Work instruction = Please count how many lines in the entries below contain "ocean" and reply with the figure alone.

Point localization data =
= = = = = = =
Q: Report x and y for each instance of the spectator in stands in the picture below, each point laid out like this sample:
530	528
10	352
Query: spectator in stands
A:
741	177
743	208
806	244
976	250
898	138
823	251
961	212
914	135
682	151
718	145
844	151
= = = = = = =
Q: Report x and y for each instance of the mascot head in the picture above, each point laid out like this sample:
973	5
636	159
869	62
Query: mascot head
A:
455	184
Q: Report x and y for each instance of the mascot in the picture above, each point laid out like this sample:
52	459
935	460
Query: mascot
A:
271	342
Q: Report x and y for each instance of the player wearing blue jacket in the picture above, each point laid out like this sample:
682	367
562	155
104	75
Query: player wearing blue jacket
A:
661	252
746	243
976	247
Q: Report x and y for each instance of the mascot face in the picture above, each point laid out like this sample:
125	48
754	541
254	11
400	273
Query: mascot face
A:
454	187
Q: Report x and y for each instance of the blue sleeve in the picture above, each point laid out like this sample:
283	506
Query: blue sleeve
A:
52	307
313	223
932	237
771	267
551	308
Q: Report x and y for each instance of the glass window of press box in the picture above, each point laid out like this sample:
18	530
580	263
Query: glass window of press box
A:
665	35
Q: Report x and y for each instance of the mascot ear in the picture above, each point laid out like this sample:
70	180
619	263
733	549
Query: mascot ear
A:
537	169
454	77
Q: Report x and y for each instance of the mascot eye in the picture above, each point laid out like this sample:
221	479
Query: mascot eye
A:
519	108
= = = = = = =
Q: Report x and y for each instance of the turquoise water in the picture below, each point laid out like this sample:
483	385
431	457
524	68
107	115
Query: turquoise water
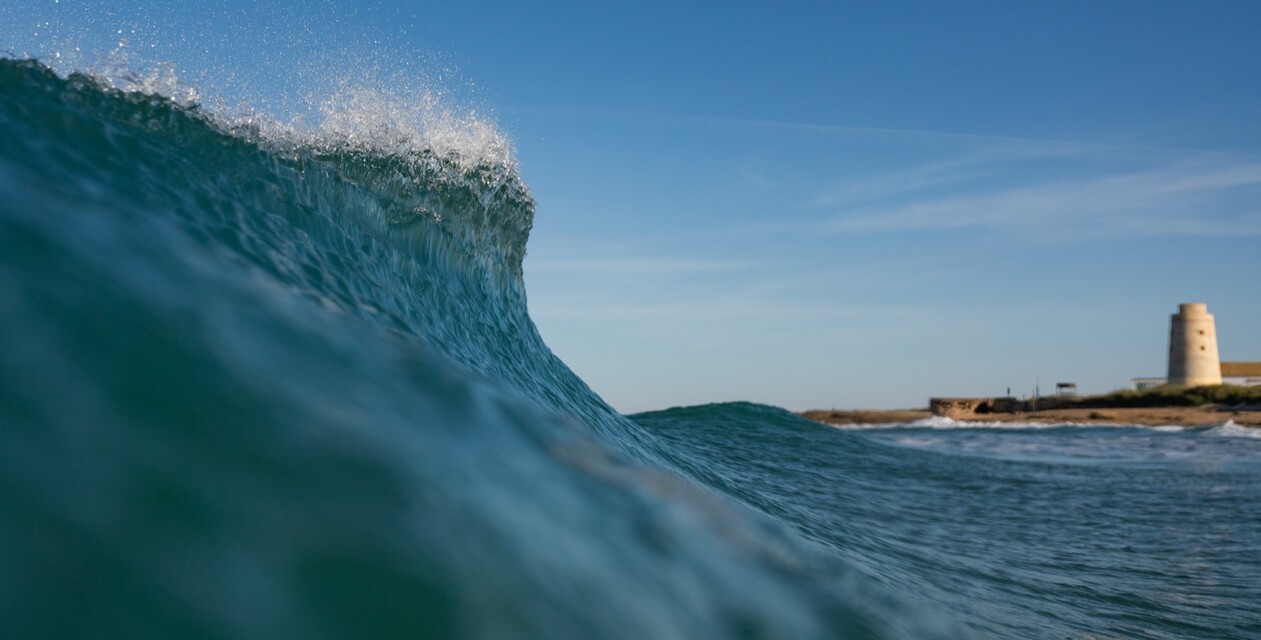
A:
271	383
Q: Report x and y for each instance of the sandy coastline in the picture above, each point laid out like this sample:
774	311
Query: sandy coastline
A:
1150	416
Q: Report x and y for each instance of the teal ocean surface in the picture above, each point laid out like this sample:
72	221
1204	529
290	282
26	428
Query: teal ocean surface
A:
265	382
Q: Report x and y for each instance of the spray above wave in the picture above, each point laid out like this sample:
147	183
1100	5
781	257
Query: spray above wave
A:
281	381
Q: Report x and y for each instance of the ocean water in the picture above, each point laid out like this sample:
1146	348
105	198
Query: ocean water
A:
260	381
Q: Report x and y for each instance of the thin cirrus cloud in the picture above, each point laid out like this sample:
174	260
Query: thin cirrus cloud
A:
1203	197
= = = = = = =
Response to the exercise = 4